### [Exercise objective]
Copy out every line exactly, passing over the pictures.
☆ ☆ ☆ ☆ ☆ ☆ ☆
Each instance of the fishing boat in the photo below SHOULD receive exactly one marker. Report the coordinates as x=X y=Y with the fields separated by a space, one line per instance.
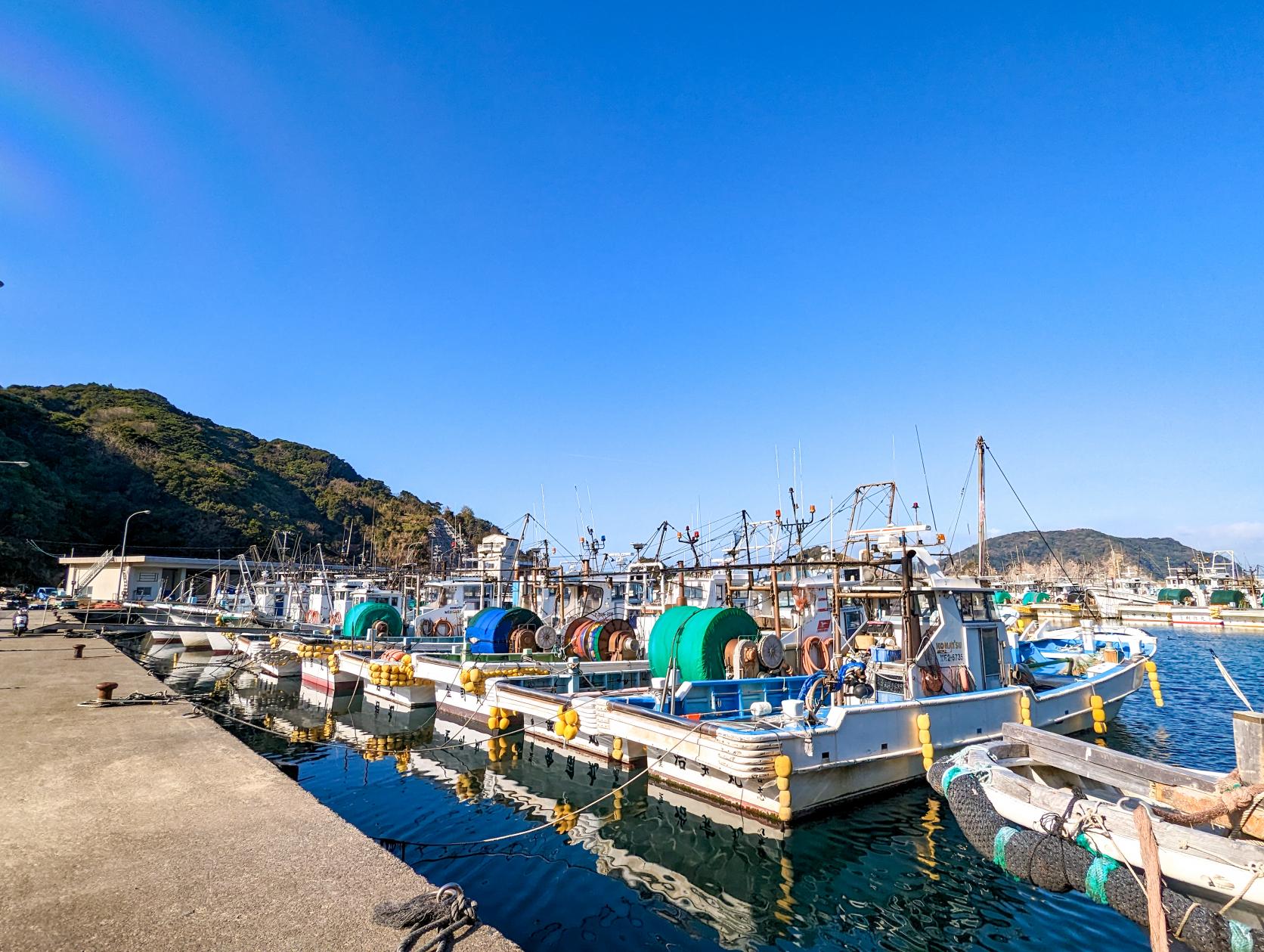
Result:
x=1068 y=814
x=932 y=669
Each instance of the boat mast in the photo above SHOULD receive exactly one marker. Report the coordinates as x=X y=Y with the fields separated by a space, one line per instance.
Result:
x=982 y=512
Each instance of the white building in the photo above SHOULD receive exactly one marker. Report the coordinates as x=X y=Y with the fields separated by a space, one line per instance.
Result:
x=147 y=577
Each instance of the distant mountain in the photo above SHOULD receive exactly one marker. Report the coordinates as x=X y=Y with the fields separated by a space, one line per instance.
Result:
x=99 y=453
x=1080 y=549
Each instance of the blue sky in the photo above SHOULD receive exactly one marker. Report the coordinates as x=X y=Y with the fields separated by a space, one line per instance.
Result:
x=482 y=250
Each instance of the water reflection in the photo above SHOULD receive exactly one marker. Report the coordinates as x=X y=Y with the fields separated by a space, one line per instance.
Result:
x=645 y=867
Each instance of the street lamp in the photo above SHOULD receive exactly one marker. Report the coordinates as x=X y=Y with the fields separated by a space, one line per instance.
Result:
x=123 y=555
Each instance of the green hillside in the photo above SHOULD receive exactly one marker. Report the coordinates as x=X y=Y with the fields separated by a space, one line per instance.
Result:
x=98 y=453
x=1085 y=547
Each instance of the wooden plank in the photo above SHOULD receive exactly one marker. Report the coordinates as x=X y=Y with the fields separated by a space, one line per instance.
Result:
x=1158 y=921
x=1183 y=840
x=1249 y=745
x=1102 y=763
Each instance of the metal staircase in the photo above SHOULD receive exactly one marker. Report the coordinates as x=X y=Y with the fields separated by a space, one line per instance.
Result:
x=94 y=570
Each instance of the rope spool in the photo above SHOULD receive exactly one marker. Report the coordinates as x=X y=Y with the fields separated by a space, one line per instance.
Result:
x=814 y=655
x=522 y=639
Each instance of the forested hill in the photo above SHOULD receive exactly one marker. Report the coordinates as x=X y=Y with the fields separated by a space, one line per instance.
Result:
x=99 y=453
x=1085 y=547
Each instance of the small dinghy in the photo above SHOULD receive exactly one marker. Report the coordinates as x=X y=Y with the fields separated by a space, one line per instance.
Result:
x=1160 y=844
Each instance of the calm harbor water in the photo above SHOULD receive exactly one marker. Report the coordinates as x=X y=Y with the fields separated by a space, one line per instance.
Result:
x=646 y=870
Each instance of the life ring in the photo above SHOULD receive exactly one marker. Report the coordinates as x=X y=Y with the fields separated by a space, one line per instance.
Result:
x=813 y=645
x=932 y=681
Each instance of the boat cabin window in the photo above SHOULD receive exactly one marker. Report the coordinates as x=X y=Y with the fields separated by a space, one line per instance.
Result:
x=592 y=597
x=974 y=606
x=991 y=641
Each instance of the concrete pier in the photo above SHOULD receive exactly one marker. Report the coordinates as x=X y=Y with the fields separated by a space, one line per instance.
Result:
x=138 y=828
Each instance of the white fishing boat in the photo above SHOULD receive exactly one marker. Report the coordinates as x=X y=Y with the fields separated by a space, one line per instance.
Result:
x=1092 y=812
x=932 y=670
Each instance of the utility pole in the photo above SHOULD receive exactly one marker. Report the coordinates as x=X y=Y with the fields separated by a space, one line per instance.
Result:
x=123 y=555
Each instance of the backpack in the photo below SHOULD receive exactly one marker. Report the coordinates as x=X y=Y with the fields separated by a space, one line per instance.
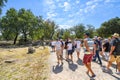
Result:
x=117 y=47
x=98 y=44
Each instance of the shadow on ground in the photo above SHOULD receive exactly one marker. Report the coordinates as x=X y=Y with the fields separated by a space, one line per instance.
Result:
x=57 y=69
x=72 y=66
x=79 y=61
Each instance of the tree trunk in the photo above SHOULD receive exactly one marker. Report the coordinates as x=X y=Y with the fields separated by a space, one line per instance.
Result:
x=15 y=39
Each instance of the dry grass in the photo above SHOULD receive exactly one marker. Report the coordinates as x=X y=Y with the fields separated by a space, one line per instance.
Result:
x=24 y=66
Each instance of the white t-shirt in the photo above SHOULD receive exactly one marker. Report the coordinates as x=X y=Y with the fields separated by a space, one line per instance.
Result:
x=78 y=43
x=58 y=45
x=69 y=45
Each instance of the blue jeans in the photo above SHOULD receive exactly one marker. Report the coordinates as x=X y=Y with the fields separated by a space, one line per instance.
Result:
x=97 y=56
☆ ☆ ☆ ☆ ☆ ☆ ☆
### [Solution to the problem]
Each instance of the fishing boat in the photo below SHOULD receive exactly one marker. Report the coordinates as x=X y=Y with the fields separated by a space, one line per instance.
Result:
x=1068 y=814
x=932 y=669
Each instance of the boat mast in the photo above SHOULD receive exactly one marker. Report the coordinates as x=X y=Y with the fields separated by a space, one line per instance.
Result:
x=982 y=512
Each instance of the white building in the photo above SHOULD receive exactly one marker. Report the coordinates as x=X y=Y with the fields separated by a space, one line per instance.
Result:
x=147 y=577
Each instance of the distant mountain in the photo above SHOULD receive exactly one marker. Report the coordinates as x=X y=Y with the fields separated by a space, one line per instance.
Result:
x=99 y=453
x=1080 y=549
Each instance of the blue sky in the photo above SHOULD receive exactly one marker. Report the coordinates as x=X y=Y with the fields separated by a space, one line per instance.
Result:
x=482 y=250
Each instance of the water reflection in the photo above SHOULD receive exactly one marker. Report the coordinates as x=X y=Y with the fields separated by a space, one line per instance.
Result:
x=645 y=867
Each instance of the street lamp in the photo above SHOULD receive exactly one marker. Report the coordinates as x=X y=Y with the fields separated by a space, one line per instance.
Result:
x=123 y=555
Each instance of the green hillside in the photo above SHOULD receive exactly one marker. Report the coordinates as x=X y=Y with the fields separated by a space, one line per instance.
Result:
x=98 y=453
x=1085 y=547
Each instance of the wooden plank in the photo above SHOULD receive exactly one marker. Report the coordinates as x=X y=Y with the fields separated by a space, one line per instance.
Result:
x=1158 y=921
x=1183 y=840
x=1249 y=745
x=1102 y=763
Each instance of the metal staircase in the photo above SHOULD receive exactly one marker. Report the coordinates as x=X y=Y with the fields separated by a space, one line per instance.
Result:
x=94 y=570
Each instance of the rope spool in the photo above SHOULD receive exactly one marker. Report the coordinates as x=X y=Y with the fields separated by a space, one line per instance.
Result:
x=814 y=655
x=522 y=639
Each instance of the forested hill in the photo above SHOULD receive exactly one marker. Report the coordinates as x=X y=Y with the fields separated by a space, one line per instance.
Result:
x=99 y=453
x=1085 y=547
Each instance of the small dinghy in the photo above SHOULD receive exactly one marker. Report the coordinates as x=X y=Y with the fields separated by a space, one line per instance.
Result:
x=1160 y=844
Each instance of the calm harbor water in the photo above SHOULD receive exactly one marker. Report the coordinates as x=X y=Y with the fields separated by a space, one line per instance.
Result:
x=646 y=870
Each instance of the life ring in the photo above SHOULD receive exactly one marker. Report the coordinates as x=X y=Y with the fields separated by a space, one line per instance.
Result:
x=813 y=645
x=932 y=681
Each instance of the boat cabin window in the photo above SHOULD receive exactly one marker. Report the coordinates as x=X y=Y with the fields separated by a space, one line per instance.
Result:
x=592 y=597
x=974 y=606
x=991 y=641
Each instance of the concrete pier in the photo above SHOULD receive exactly one marker. Report the coordinates as x=X y=Y with the fields separated by a space, one line per instance.
Result:
x=138 y=828
Each instance of the white fishing boat in the photo above SHOULD receive exactly one marker. Report the coordinates as x=X y=Y with the fields separated by a space, one line per instance.
Result:
x=1092 y=812
x=932 y=670
Each instance of the utility pole in the photo above SHOULD receive exactly one marker. Report the coordinates as x=X y=Y with the fields separated by a space, one line per instance.
Result:
x=123 y=555
Each instance of the backpack in the photo below SHOULD receive exactly one marker. Report the coordinates as x=X y=Y with the fields separated by a space, one line per instance.
Result:
x=117 y=47
x=98 y=44
Each instance of the shadow on ground in the photo above SHOULD receive exactly one marker. Report the coordinates as x=X y=Y with the fields separated by a space, one line per instance.
Result:
x=57 y=69
x=72 y=66
x=79 y=61
Each instance of the tree trunk in the photo above SHOULD receive exactly one marker. Report the coordinates as x=X y=Y with the fields separated by a space, one line per instance.
Result:
x=15 y=39
Each instance of the dry grass in the photo above SHOULD receive exactly one marker. Report the coordinates as x=X y=Y with the fields separated by a space, one line per instance.
Result:
x=24 y=66
Each instance of the white t-shirt in the photo above SHOULD receive exactly one marker. Report the coordinates as x=X y=Y with the fields separated by a space, one line per instance.
Result:
x=78 y=43
x=58 y=45
x=69 y=45
Each instance of the blue jeans in the photo above SHOULD receive exactly one marker. Report the coordinates as x=X y=Y with the fields separated by a space, one line per instance.
Result:
x=97 y=56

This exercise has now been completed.